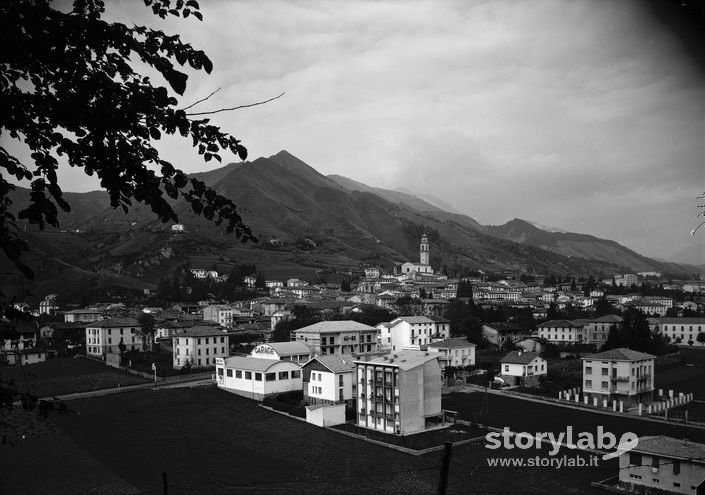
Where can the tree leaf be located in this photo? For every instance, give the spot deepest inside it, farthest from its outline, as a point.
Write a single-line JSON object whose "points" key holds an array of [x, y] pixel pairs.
{"points": [[177, 81]]}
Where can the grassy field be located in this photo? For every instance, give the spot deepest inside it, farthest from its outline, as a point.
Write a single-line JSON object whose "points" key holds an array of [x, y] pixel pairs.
{"points": [[209, 441], [67, 375], [523, 415]]}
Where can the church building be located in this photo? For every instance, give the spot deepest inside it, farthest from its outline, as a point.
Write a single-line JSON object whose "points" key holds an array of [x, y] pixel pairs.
{"points": [[423, 266]]}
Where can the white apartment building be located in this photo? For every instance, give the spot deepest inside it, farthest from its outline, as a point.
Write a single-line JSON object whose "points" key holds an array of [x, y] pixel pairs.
{"points": [[562, 332], [200, 346], [222, 314], [678, 330], [456, 352], [104, 337], [619, 374], [412, 332], [330, 380], [86, 315], [399, 393], [338, 337]]}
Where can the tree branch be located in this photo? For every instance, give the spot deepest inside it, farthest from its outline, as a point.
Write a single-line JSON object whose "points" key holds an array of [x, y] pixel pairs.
{"points": [[238, 107], [202, 100]]}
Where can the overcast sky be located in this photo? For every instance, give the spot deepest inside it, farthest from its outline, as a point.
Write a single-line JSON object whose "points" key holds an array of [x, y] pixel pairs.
{"points": [[584, 115]]}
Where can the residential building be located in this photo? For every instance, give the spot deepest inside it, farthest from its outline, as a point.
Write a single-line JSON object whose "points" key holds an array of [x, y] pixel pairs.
{"points": [[297, 352], [597, 330], [222, 314], [338, 337], [522, 368], [619, 374], [330, 380], [412, 332], [502, 334], [661, 464], [200, 346], [256, 378], [678, 330], [562, 332], [86, 315], [399, 393], [48, 305], [104, 337], [457, 352]]}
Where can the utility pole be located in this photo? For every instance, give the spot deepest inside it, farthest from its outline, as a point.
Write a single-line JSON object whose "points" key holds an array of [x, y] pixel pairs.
{"points": [[445, 464]]}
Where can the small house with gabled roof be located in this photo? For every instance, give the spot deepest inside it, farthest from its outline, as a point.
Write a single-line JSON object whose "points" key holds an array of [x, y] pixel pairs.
{"points": [[523, 368]]}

-- Do this --
Please reproduce every line of the data from the one containing "Where can the utility" down to the end of the data, both included, and give only those lines. Multiply each x and y coordinate in the answers by 1.2 and round to whole numbers, with halves rounded up.

-- Response --
Where can the utility pole be located in this photo? For every instance, give the spot deepest inside it, farthest from its outline, as a point.
Write a single-line JSON object whose "points" key holds an array of [x, y] pixel pairs.
{"points": [[534, 557]]}
Where can the small house with gabled roof be located in this photo? For every instance, give the spot deepest inside it, farthest from its outline, as a point.
Write a single-line JSON object whose "points" key holds an array of [x, y] pixel pairs.
{"points": [[628, 442]]}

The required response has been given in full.